— Trecho do documento —

=====

Imagens apontam garimpo ilegal em área solicitada por parceiro do ex-presidente do ICMBio

Indiciado recentemente pela Polícia Federal, Bruno Cezar Cecchini tem pedidos de garimpo em unidade de conservação onde imagens indicam ocorrer atividade garimpeira

Por Anna Beatriz Anjos, Bruno Fonseca, Ciro Barros, José Cícero, Agência Pública

O presidente da Confederação Nacional de Mineração (CNMI), o empresário Bruno Cezar Cecchini, foi indiciado ao lado de outras 14 pessoas físicas e jurídicas pela Polícia Federal de Goiás (PF-GO) por supostamente chefiar uma organização criminosa para exportar ouro ilegalmente do Brasil para a Europa. Cecchini, conforme revelado pela Agência Pública, atua na CNMI junto ao ex-presidente do ICMBio, o coronel aposentado da Polícia Militar de São Paulo Homero de Giorge Cerqueira, que se apresenta como diretor da entidade. A confederação foi registrada na Receita Federal neste ano e afirma atuar em defesa dos interesses dos grupos garimpeiros para regularização do garimpo em áreas protegidas.

A partir de análise de imagens de satélite e consulta a processos minerários da Agência Nacional de Mineração (ANM), a Pública também encontrou indícios de atividades de garimpo em áreas requisitadas por Bruno Cecchini e uma cooperativa de garimpeiros ligada a ele, a Coopermix Gold (Cooperativa Mineral da Bacia do Tapajós de Itaituba), dentro da Área de Proteção Ambiental (APA) do Tapajós, criada pelo Governo Federal em Itaituba, no sul do Pará.

Em março deste ano, Cecchini e o coronel Homero participaram de uma audiência pública que discutiu propostas para a regularização da atividade garimpeira no interior da APA do Tapajós. Ela é a Unidade de Conservação (UC) mais afetada por extração de ouro irregular no país, segundo estudo da Universidade Federal de Minas Gerais (UFMG). De acordo com o estudo, foram nove toneladas do minério extraído ilegalmente de lá só entre 2019 e 2020.

=====

— Seu objetivo —
Conforme a reportagem sobre garimpo ilegal na APA do Tapajós, quantas toneladas de ouro foram extraídas ilegalmente dessa unidade entre 2019 e 2020, de acordo com o estudo da UFMG? Os registros não guardam qualquer relação com a reportagem.

=====

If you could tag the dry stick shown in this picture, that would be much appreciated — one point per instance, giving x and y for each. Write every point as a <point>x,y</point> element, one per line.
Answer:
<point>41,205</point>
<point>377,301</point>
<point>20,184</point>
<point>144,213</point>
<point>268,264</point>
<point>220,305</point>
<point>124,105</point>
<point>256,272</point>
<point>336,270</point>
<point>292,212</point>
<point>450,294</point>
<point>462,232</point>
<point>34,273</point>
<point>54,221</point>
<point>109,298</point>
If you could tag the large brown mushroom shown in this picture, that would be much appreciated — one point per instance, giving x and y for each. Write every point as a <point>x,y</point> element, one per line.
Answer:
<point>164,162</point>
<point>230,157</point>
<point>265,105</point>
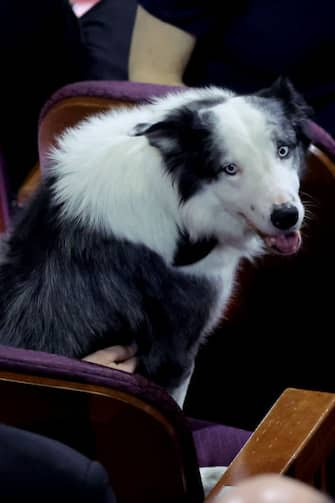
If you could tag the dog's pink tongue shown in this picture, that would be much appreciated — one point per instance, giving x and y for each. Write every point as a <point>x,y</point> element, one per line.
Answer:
<point>285,244</point>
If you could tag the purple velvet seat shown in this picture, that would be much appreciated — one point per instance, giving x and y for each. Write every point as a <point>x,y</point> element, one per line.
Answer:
<point>215,444</point>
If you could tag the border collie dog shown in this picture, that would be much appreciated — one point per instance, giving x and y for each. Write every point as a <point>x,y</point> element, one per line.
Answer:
<point>137,230</point>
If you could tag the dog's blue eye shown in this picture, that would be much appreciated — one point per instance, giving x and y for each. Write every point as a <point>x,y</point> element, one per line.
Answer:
<point>230,169</point>
<point>283,151</point>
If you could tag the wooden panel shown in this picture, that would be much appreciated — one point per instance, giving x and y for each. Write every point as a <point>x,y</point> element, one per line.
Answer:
<point>296,438</point>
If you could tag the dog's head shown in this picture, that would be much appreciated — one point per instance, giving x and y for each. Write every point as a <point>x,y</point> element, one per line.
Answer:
<point>236,163</point>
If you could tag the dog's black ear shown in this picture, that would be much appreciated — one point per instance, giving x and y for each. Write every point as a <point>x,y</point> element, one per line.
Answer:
<point>293,102</point>
<point>185,127</point>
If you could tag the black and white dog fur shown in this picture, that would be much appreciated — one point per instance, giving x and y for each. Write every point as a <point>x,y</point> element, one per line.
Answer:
<point>137,230</point>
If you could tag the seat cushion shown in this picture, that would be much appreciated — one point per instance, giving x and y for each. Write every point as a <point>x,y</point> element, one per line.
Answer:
<point>216,444</point>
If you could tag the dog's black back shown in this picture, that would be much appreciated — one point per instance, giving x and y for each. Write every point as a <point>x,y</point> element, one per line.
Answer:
<point>69,290</point>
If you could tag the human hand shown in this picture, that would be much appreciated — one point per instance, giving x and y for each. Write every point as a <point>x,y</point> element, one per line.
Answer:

=====

— Resultado —
Nove toneladas.